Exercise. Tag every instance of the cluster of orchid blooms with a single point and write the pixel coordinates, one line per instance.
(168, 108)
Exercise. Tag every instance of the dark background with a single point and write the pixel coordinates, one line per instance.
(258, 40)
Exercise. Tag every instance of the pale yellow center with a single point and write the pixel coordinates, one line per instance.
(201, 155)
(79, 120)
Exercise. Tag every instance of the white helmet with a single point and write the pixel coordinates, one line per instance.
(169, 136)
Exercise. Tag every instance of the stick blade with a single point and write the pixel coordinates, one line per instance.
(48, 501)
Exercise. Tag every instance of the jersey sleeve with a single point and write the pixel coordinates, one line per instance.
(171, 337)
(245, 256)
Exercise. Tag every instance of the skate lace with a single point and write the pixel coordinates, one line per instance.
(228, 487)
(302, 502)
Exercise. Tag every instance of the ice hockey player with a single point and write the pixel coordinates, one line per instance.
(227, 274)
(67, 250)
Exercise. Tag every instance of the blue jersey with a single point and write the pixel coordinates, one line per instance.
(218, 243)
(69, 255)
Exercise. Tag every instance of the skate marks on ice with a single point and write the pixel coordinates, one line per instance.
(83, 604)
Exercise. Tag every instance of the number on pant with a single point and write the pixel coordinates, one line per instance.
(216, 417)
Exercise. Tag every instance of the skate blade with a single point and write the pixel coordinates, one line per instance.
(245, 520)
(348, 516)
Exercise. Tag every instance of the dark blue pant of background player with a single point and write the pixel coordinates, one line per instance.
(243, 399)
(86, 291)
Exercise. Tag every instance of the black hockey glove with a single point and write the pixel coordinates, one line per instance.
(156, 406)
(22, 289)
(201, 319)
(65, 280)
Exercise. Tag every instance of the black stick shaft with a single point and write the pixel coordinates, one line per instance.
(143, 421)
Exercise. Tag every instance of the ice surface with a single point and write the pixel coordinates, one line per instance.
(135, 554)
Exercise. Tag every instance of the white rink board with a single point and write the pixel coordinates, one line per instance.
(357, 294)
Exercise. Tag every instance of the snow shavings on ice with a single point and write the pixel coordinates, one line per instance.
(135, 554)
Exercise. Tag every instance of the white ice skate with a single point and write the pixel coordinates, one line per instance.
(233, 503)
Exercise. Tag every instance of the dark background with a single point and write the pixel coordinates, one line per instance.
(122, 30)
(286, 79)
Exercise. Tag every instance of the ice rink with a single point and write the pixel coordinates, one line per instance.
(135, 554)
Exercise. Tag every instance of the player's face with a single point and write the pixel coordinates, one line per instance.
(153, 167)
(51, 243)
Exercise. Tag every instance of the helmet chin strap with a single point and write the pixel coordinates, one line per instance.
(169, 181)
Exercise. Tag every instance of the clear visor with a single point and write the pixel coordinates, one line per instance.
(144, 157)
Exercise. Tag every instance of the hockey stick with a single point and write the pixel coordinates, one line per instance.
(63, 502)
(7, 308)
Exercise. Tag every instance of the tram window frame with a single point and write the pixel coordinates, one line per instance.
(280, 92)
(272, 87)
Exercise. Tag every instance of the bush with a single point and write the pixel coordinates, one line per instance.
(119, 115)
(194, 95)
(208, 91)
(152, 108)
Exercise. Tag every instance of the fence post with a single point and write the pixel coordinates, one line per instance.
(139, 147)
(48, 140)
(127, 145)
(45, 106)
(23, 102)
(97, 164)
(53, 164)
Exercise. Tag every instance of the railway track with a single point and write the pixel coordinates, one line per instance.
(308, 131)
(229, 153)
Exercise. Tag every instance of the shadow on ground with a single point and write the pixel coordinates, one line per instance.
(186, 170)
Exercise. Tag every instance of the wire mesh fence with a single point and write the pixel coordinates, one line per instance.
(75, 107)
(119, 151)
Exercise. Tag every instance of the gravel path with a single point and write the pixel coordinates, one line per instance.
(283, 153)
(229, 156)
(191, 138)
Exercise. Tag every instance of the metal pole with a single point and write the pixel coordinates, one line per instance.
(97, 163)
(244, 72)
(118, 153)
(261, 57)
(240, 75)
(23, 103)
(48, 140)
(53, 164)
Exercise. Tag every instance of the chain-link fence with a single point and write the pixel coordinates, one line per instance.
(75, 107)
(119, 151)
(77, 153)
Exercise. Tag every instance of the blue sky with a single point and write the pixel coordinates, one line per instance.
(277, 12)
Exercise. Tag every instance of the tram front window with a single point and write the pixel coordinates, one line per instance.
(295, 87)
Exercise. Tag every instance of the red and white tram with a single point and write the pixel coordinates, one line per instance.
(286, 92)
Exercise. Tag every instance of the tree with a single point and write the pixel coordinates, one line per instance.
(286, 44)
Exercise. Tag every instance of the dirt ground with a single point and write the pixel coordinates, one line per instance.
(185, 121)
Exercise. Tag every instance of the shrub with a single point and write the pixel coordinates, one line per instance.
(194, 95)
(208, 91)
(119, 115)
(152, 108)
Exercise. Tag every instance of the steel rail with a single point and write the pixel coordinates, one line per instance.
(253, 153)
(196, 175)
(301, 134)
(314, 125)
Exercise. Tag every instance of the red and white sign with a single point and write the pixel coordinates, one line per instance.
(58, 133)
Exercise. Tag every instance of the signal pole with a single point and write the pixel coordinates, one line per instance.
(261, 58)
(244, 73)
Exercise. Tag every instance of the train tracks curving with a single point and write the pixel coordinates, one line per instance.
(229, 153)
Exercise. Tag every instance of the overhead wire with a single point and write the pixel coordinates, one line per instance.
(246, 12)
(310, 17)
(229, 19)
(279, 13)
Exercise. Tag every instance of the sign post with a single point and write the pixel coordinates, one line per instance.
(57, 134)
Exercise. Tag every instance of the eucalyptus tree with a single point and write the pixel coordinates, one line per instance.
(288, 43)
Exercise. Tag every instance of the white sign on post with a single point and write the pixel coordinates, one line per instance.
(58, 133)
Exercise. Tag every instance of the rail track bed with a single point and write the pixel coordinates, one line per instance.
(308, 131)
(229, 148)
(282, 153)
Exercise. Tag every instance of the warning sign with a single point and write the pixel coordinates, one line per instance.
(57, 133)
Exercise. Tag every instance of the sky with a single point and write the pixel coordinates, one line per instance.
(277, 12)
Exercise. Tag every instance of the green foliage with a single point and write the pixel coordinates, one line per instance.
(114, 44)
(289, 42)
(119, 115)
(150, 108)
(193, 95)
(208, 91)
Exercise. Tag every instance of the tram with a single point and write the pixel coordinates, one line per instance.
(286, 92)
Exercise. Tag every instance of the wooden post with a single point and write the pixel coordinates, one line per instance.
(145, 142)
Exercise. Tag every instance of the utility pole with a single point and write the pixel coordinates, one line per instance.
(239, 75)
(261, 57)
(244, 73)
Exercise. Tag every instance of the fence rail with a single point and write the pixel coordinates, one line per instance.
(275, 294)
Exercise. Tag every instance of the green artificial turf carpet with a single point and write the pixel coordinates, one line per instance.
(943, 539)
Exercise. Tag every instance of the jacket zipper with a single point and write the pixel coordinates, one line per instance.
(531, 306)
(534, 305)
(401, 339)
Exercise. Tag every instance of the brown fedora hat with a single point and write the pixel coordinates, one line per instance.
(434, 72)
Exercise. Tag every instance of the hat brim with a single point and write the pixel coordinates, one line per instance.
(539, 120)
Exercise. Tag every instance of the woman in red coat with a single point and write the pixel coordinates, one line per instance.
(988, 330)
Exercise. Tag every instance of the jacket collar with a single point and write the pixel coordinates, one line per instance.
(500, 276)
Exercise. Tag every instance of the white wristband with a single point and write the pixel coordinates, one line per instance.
————————
*Stated problem*
Could you set out all the items above as a numbered list, leaving out any blank lines?

*Exercise output*
1. Exercise. Tag every instance of the cluster of orchid blooms with a single point and write the pixel coordinates, one line per instance.
2. (168, 108)
3. Exercise. Tag every instance of the dark background with a single point and write the pixel coordinates, one line per instance.
4. (258, 40)
5. Exercise. Tag every instance of the pale yellow center with a single point and write the pixel coordinates, one line per instance.
6. (201, 155)
7. (79, 120)
8. Exercise. Tag every instance of the white helmet with a single point and write the pixel coordinates, one line per instance.
9. (169, 136)
10. Exercise. Tag every instance of the stick blade with a single point and write the pixel coordinates, one line per instance.
11. (48, 501)
12. Exercise. Tag every instance of the jersey sleeve with a single point and write the pixel coordinates, one line per instance.
13. (171, 337)
14. (245, 256)
15. Exercise. Tag every instance of the skate lace with a single point and write the pixel coordinates, one line per instance.
16. (228, 487)
17. (302, 502)
18. Exercise. Tag every instance of the ice hockey player with a single point and write the pixel coordinates, one line per instance.
19. (227, 274)
20. (67, 250)
21. Exercise. Tag every instance of the blue jersey with a single point and write the pixel coordinates, one line per instance.
22. (218, 243)
23. (69, 255)
24. Exercise. Tag every instance of the skate marks on ice with a single point and write the pixel coordinates, one line per instance.
25. (83, 604)
26. Exercise. Tag every instance of the number on pant with a single point and write the pixel coordinates, one line per instance.
27. (216, 417)
28. Exercise. Tag every instance of the skate blade with a single point and write the pixel coordinates, one line per instance.
29. (245, 520)
30. (348, 516)
31. Exercise. Tag every instance of the dark blue pant of background player with a single point and write the pixel coordinates, one line per instance.
32. (243, 399)
33. (86, 291)
34. Exercise. Tag every instance of the black hockey glove with a single point and write the pixel coordinates, one line per instance.
35. (156, 406)
36. (22, 289)
37. (201, 319)
38. (65, 280)
39. Exercise. Tag every instance of the black stick shaft with a single point and write the pixel coordinates, one line per instance.
40. (143, 421)
41. Exercise. Tag every instance of the ice surface with a single point and write the pixel coordinates, one line per instance.
42. (135, 554)
43. Exercise. Tag every instance of the white rink board with a single point and write the pixel coordinates, one line per instance.
44. (357, 294)
45. Exercise. Tag every instance of the snow shavings on ice with a single point and write the pixel coordinates, one line per instance.
46. (135, 554)
47. Exercise. Tag every instance of the white ice skate with a single point and write the pixel coordinates, one line per instance.
48. (233, 503)
49. Exercise. Tag every instance of the dark background with a single point and write the pixel coordinates, one line per instance.
50. (122, 30)
51. (286, 79)
52. Exercise. Tag every instance of the ice rink with a single point and write the pixel coordinates, one line per instance.
53. (135, 554)
54. Exercise. Tag every instance of the player's face with a single point and write the pixel coordinates, one line per instance.
55. (153, 167)
56. (51, 243)
57. Exercise. Tag every instance of the helmet chin strap with a single point and write the pixel coordinates, one line per instance.
58. (169, 181)
59. Exercise. Tag every instance of the clear visor with a single point and write the pixel coordinates, one line per instance.
60. (144, 157)
61. Exercise. Tag every instance of the hockey stick with a single point and write the pixel coordinates, one line per instance.
62. (63, 502)
63. (7, 308)
64. Exercise. Tag every instance of the tram window frame with a single point and write the pixel coordinates, one line per instance.
65. (280, 92)
66. (272, 87)
67. Exercise. Tag every instance of the bush with a single point and write the pixel coordinates, one line per instance.
68. (119, 115)
69. (194, 95)
70. (208, 91)
71. (152, 108)
72. Exercise. Tag every instance of the fence post with a single point and write the pixel coordinates, one line per instance.
73. (139, 147)
74. (48, 140)
75. (127, 145)
76. (45, 106)
77. (23, 102)
78. (97, 164)
79. (53, 164)
80. Exercise. Tag every instance of the railway track with a single point and write the pixel coordinates, one line per instance.
81. (308, 131)
82. (229, 153)
83. Exercise. Tag every instance of the shadow on ground with a single point and write the pixel coordinates, one line per instance.
84. (186, 170)
85. Exercise. Tag every instance of the wire mesh fence with a single point and write the pixel coordinates, one line per instance.
86. (75, 107)
87. (119, 151)
88. Exercise. Tag every instance of the gravel path with a single point and write the pixel coordinates, one line per instance.
89. (283, 153)
90. (229, 156)
91. (191, 138)
92. Exercise. Tag every instance of the metal pole with a single point and write the pixel coordinates, one line per instance.
93. (97, 163)
94. (244, 72)
95. (118, 153)
96. (261, 57)
97. (240, 75)
98. (23, 103)
99. (48, 140)
100. (53, 164)
101. Exercise. Tag every instance of the chain-link fence with a single point and write the pixel coordinates, one line per instance.
102. (75, 107)
103. (119, 151)
104. (77, 153)
105. Exercise. Tag every instance of the blue sky with a single point and write the pixel coordinates, one line per instance.
106. (277, 12)
107. Exercise. Tag every instance of the tram front window with a single point and write the pixel coordinates, one line per instance.
108. (295, 87)
109. Exercise. Tag every instance of the red and white tram with a single point and write the pixel coordinates, one line per instance.
110. (286, 92)
111. Exercise. Tag every instance of the tree with a single point and write the pixel coordinates, one line per instance.
112. (286, 44)
113. Exercise. Tag every instance of the dirt ground with a single point and write the pixel coordinates, one line per instance.
114. (185, 121)
115. Exercise. Tag every instance of the shrub with a single point and write the pixel coordinates, one line per instance.
116. (194, 95)
117. (208, 91)
118. (119, 115)
119. (152, 108)
120. Exercise. Tag every instance of the steel rail with a single point and write the pixel coordinates, one line per instance.
121. (253, 153)
122. (196, 175)
123. (301, 134)
124. (314, 125)
125. Exercise. Tag every instance of the red and white sign with a single point and write the pixel coordinates, one line per instance.
126. (58, 133)
127. Exercise. Tag every instance of the signal pole with a single point and write the pixel coordinates, one line per instance.
128. (261, 58)
129. (244, 73)
130. Exercise. Tag every instance of the train tracks curving with a single point and write the pixel coordinates, one line per instance.
131. (229, 153)
132. Exercise. Tag every instance of the overhead wire with a single point and write the pixel coordinates, one line per instance.
133. (246, 12)
134. (310, 17)
135. (229, 19)
136. (279, 13)
137. Exercise. Tag every instance of the sign post with a single point and write the pixel coordinates, one line per instance.
138. (57, 134)
139. Exercise. Tag every instance of the eucalyptus tree with a single point and write the pixel coordinates, one line per instance.
140. (288, 43)
141. Exercise. Tag every instance of the white sign on post with a single point and write the pixel coordinates, one line per instance.
142. (58, 133)
143. Exercise. Tag every instance of the rail track bed with a single point and write the pixel coordinates, one line per instance.
144. (308, 131)
145. (229, 148)
146. (282, 153)
147. Exercise. Tag every instance of the warning sign with a single point and write the pixel coordinates, one line per instance.
148. (57, 133)
149. Exercise. Tag every instance of the sky with a single point and write the pixel coordinates, one line per instance.
150. (277, 12)
151. Exercise. Tag every instance of the green foliage with a single point and write the pixel coordinates, one line per instance.
152. (114, 44)
153. (289, 42)
154. (119, 115)
155. (150, 108)
156. (193, 95)
157. (208, 91)
158. Exercise. Tag every instance of the tram with a single point and write the pixel coordinates, one line per instance.
159. (286, 92)
160. Exercise. Tag every instance of the wooden post with a single point and write the pixel coordinates, one line per instance.
161. (145, 142)
162. Exercise. Tag every instance of the utility pole with a single point and write the pixel coordinates, one line per instance.
163. (239, 75)
164. (261, 57)
165. (244, 73)
166. Exercise. Tag every instance of the fence rail with a single point and write the pixel coordinates, one line per instance.
167. (275, 294)
168. Exercise. Tag every instance of the green artificial turf carpet with a single point and write the pixel coordinates, one line per instance.
169. (943, 539)
170. Exercise. Tag every instance of the jacket zipper with a single point and write the pixel coordinates, one line per instance.
171. (531, 306)
172. (534, 305)
173. (401, 339)
174. Exercise. Tag every instance of the brown fedora hat with a single point and write the pixel coordinates, one line per instance.
175. (434, 72)
176. Exercise. Tag every instance of the hat brim with a single point and write the pixel coordinates, one line per instance.
177. (539, 120)
178. Exercise. Tag every instance of the woman in red coat with a single point and write the pixel coordinates, one line per instance.
179. (988, 330)
180. Exercise. Tag every instance of the jacket collar with a single point and write the pixel coordinates, one line per instance.
181. (500, 276)
182. Exercise. Tag every instance of the white wristband with a single point and write the pixel coordinates, one line per instance.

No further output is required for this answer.